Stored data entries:
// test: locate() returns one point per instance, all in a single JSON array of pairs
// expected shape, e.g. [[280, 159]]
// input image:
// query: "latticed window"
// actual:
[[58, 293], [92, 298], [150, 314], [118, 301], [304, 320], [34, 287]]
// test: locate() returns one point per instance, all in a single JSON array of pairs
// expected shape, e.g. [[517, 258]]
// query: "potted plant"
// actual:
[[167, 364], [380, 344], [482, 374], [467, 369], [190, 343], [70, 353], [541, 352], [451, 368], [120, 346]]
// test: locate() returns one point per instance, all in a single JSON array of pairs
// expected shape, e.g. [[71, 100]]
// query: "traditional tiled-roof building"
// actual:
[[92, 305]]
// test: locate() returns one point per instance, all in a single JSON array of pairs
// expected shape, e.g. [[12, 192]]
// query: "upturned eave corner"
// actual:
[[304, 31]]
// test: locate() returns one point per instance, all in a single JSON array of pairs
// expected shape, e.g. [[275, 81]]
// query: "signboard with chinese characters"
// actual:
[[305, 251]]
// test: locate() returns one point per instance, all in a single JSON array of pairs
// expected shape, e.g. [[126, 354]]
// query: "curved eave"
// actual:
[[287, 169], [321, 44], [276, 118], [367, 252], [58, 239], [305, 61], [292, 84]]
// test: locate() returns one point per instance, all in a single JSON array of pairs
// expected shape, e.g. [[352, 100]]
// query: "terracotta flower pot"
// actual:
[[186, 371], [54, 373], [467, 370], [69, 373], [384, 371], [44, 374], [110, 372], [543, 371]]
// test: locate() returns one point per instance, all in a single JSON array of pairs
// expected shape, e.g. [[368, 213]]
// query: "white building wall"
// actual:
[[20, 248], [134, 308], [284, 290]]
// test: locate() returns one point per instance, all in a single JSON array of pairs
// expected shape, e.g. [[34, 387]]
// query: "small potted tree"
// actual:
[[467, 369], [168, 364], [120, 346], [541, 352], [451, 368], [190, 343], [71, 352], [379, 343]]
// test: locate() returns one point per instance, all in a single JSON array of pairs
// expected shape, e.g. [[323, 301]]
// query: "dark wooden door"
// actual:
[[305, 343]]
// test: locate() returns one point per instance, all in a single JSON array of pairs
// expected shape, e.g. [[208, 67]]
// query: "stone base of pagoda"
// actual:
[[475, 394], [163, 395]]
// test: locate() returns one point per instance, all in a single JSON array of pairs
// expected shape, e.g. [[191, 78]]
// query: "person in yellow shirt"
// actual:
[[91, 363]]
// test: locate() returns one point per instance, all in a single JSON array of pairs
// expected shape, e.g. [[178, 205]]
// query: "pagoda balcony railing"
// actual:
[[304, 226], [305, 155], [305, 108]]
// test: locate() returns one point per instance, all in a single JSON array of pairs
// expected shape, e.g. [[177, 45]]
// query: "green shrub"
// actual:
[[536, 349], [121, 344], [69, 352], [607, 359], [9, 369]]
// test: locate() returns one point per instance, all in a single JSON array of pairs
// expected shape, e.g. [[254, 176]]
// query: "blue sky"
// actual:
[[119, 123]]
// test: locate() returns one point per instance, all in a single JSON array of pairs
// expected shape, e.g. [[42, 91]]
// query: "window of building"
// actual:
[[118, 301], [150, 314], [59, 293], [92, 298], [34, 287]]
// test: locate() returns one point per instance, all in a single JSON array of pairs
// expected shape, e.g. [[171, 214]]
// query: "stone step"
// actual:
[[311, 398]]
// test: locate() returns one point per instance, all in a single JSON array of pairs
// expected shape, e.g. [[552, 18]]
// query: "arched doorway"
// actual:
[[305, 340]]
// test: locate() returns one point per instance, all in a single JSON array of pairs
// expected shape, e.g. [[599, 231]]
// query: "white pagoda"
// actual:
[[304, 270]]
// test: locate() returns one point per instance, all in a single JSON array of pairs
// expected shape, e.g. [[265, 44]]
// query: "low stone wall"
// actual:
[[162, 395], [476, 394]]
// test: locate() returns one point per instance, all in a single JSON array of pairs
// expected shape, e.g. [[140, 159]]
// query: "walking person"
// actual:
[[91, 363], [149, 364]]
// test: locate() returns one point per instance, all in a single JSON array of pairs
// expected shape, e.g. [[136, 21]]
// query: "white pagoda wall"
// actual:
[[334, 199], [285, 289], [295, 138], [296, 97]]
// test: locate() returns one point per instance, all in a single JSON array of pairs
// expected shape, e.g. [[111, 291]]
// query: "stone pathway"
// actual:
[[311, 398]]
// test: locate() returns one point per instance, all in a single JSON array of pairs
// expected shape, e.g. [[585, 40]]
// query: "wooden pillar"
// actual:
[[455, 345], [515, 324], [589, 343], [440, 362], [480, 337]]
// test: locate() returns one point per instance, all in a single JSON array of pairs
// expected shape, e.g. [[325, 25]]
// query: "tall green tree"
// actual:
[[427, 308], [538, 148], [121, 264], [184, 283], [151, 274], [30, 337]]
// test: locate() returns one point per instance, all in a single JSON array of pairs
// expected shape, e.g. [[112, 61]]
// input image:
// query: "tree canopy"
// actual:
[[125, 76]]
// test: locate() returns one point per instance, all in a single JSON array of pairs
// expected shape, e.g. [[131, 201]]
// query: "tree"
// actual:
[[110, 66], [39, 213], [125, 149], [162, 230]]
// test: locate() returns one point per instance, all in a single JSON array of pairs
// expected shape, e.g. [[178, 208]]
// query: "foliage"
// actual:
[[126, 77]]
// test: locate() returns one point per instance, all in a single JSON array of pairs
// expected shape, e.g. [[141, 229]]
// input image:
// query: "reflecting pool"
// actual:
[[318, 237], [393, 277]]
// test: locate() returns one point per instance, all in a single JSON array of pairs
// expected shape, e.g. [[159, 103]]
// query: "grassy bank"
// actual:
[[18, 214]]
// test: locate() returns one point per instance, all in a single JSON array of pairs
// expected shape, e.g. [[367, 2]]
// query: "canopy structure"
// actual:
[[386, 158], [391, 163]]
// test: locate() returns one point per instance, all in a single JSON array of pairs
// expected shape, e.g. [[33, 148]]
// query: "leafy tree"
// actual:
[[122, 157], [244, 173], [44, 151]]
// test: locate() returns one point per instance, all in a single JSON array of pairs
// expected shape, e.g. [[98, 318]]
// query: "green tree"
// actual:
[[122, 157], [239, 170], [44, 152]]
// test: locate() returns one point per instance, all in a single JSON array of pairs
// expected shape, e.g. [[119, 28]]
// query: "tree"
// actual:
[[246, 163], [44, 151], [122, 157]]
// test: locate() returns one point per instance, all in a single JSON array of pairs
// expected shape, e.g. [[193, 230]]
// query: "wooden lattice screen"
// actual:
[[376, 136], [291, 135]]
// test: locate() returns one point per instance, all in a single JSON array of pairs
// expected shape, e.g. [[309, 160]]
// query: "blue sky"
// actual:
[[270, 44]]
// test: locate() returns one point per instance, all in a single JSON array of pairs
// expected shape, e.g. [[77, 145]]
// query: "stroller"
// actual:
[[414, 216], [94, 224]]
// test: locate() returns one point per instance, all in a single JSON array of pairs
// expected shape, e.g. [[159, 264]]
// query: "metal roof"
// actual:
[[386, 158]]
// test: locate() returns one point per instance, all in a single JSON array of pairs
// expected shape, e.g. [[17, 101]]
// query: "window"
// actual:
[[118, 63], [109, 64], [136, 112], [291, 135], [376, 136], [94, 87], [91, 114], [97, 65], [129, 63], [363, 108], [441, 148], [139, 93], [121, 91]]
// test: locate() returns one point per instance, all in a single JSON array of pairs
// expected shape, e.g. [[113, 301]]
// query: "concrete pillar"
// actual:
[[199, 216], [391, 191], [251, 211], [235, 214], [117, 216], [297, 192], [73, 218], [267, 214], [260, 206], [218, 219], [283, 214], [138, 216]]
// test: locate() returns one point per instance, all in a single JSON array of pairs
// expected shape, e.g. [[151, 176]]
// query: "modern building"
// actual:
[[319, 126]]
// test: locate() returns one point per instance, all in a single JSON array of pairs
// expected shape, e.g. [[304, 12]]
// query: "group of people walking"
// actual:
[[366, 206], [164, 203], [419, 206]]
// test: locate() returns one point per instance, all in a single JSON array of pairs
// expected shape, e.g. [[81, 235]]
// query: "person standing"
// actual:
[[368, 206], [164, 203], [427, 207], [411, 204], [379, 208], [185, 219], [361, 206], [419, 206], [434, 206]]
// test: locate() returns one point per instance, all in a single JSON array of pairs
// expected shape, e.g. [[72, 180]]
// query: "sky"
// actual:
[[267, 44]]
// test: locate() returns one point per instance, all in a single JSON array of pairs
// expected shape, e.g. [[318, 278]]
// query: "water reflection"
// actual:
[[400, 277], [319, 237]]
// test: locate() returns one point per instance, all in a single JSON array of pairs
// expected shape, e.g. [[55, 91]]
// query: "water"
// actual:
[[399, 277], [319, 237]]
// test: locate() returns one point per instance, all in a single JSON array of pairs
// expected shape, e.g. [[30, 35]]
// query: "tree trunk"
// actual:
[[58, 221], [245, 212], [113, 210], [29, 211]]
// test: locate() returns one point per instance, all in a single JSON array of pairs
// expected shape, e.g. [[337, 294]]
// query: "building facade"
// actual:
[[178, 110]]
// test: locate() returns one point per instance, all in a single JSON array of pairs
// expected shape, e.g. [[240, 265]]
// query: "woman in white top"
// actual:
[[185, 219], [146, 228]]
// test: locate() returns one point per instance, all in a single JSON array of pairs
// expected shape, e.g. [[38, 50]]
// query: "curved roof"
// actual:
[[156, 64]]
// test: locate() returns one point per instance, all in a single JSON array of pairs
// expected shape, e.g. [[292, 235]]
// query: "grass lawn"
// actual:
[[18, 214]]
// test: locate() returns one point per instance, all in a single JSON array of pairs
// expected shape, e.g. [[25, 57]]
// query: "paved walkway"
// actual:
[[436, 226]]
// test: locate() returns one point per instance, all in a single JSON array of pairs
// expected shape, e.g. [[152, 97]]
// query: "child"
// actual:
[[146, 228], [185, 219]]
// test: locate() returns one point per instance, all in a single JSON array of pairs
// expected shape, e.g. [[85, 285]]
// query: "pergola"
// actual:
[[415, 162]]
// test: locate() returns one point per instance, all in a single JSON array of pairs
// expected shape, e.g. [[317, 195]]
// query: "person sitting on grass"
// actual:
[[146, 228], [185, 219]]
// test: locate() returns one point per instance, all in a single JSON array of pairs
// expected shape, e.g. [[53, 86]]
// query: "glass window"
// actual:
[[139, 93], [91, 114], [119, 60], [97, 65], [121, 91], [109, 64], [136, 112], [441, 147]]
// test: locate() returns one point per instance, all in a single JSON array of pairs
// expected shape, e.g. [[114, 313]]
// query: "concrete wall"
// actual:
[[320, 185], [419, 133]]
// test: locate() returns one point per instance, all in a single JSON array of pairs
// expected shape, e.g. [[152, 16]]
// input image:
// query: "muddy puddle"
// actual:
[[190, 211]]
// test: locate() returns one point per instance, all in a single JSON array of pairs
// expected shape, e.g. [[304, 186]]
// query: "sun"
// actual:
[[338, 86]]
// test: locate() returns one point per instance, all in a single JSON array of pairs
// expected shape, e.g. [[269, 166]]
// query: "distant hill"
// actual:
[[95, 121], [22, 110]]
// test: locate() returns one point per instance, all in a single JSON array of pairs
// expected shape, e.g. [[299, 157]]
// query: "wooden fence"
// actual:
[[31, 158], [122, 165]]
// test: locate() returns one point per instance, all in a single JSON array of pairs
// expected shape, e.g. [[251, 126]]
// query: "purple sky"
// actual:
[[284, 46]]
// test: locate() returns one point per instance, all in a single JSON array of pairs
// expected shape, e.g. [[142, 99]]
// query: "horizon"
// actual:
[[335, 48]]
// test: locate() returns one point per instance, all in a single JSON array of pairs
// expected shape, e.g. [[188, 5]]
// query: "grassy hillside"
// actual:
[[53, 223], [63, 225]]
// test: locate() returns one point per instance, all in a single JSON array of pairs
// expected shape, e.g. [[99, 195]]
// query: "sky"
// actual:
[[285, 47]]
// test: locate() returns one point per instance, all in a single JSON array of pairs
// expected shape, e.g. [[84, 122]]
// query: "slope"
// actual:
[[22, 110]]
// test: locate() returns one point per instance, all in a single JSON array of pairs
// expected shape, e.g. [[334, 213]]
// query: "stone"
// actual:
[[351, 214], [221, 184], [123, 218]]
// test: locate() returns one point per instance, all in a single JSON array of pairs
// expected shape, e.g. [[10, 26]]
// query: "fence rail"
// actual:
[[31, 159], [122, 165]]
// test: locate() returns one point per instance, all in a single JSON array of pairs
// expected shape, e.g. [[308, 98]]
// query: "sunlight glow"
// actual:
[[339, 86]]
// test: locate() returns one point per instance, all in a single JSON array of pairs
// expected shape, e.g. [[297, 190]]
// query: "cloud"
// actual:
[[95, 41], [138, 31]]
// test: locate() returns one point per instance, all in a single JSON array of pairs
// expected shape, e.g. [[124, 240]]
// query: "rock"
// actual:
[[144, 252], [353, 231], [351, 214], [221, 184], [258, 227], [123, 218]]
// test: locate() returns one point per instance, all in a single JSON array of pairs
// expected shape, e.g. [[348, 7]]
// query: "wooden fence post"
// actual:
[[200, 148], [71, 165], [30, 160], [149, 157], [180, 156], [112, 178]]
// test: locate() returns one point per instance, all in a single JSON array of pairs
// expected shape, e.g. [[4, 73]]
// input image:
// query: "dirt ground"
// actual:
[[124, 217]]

- [Exercise instructions]
Which lines in the data above contain the string "grassy"? Return each of those lines in full, treating the match as case-sensitive.

- [Reply]
// query: "grassy bank"
// query: "grassy hillside"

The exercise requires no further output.